======== Text under study ========

Investigators report 76 percent of trial participants had a complete response to axicabtagene ciloleucel (axi-cel), despite being resistant to other therapies.

CAR-T cells in red attacking a blue cancer cells

Axicabtagene ciloleucel (axi-cel), a chimeric antigen receptor (CAR) T-cell therapy, made cancer undetectable in more than three quarters of advanced non-Hodgkin lymphoma (NHL) patients treated in a Phase II trial.

According to Dana-Farber Cancer Institute investigators, despite the slow growth of NHL, patients often relapse after standard treatments, so there is a need to develop new therapies. The team said that the effectiveness of axi-cel in trial participants who had either relapsed or become resistant to other drugs is especially encouraging.

Axi-cel is made by collecting a patient’s T cells and genetically altering them to express a specialised, CAR receptor on their surface that allows them to target and destroy specific cancer cells. The CAR T cells are then infused into the patient. In previous trials in patients with large B cell lymphoma, the therapy reduced cancer cells below detectable levels – a complete response – in many patients.

======== Available data ========

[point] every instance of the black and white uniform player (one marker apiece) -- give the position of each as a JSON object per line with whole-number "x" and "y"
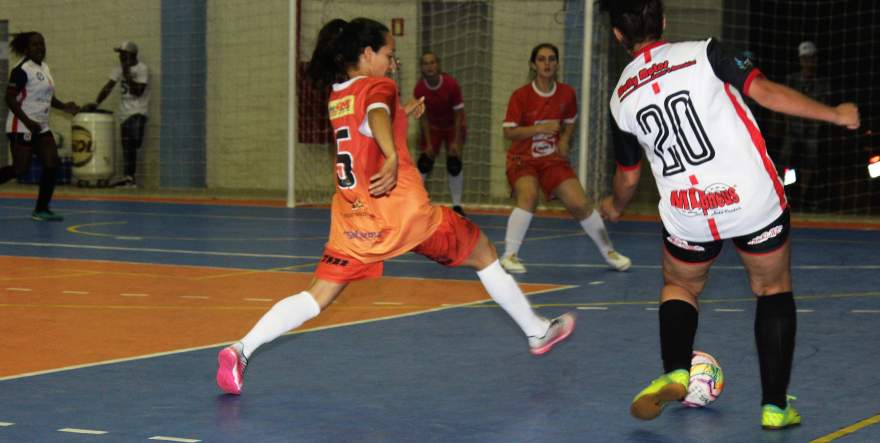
{"x": 681, "y": 103}
{"x": 35, "y": 87}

========

• Task details
Reproduce the stretch of the axi-cel passage from "According to Dana-Farber" through "in many patients.". The data above have no role in this exercise.

• Task solution
According to Dana-Farber Cancer Institute investigators, despite the slow growth of NHL, patients often relapse after standard treatments, so there is a need to develop new therapies. The team said that the effectiveness of axi-cel in trial participants who had either relapsed or become resistant to other drugs is especially encouraging.

Axi-cel is made by collecting a patient’s T cells and genetically altering them to express a specialised, CAR receptor on their surface that allows them to target and destroy specific cancer cells. The CAR T cells are then infused into the patient. In previous trials in patients with large B cell lymphoma, the therapy reduced cancer cells below detectable levels – a complete response – in many patients.